▸ **Task description**
According to the blog page, how many pairs of underwear were sent to Lola, and from which store?

Tuesday, May 25, 2010

undies case: closed

Silly foreign visitors using me as a mailbox. (A grad school chum coming to visit - forgot to attach his last name to the To: portion of the address.)

Sigh… and I thought they were my size, albeit, kinda ugly.

....and the underwear mystery is...

Who sent Lola 8 pairs of girlie undies (in size small) from Victoria Secret?

God, I hope it's not a wife of a lover sending a not-so-subtle hint.

Eeek! I hope it's just a generous admirer instead.

If it's you, 'fess up, please.

Thursday, May 6, 2010

The pain is the glory

"I don't get the whole being in pain is pleasurable thing. How do you get all these bruises and why do you like it? If you don't mind me askingg......" [asked on tumblr]

Oh, darlin', the answer to this has been written in books and tomes and encyclopedia-length writings.

▸ **Material shown**
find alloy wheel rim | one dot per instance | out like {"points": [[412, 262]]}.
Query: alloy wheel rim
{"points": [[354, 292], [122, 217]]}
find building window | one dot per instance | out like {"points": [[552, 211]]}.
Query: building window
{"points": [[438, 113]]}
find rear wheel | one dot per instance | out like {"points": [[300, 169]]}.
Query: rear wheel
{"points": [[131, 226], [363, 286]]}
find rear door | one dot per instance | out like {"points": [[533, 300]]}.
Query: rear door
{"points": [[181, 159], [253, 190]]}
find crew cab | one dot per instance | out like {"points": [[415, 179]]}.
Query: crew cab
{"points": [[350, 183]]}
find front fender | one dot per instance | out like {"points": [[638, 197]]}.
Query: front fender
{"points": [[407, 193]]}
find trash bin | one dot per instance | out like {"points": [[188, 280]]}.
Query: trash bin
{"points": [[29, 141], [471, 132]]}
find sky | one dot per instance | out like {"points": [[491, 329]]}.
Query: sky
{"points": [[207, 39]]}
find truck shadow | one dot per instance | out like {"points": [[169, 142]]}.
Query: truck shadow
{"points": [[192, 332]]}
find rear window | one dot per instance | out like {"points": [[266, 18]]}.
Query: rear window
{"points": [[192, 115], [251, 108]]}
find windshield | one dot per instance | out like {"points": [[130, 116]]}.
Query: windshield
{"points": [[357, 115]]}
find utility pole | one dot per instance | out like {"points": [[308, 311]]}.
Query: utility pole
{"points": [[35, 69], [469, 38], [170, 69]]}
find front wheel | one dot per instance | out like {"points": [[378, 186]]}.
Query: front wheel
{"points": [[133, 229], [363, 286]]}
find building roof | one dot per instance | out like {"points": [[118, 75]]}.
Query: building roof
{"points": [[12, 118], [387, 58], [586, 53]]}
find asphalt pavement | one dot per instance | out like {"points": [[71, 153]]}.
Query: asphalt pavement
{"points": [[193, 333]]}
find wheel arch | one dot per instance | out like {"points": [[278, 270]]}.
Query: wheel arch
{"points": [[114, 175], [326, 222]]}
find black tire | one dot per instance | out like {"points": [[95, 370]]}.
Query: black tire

▸ **Reply**
Eight pairs, from Victoria Secret.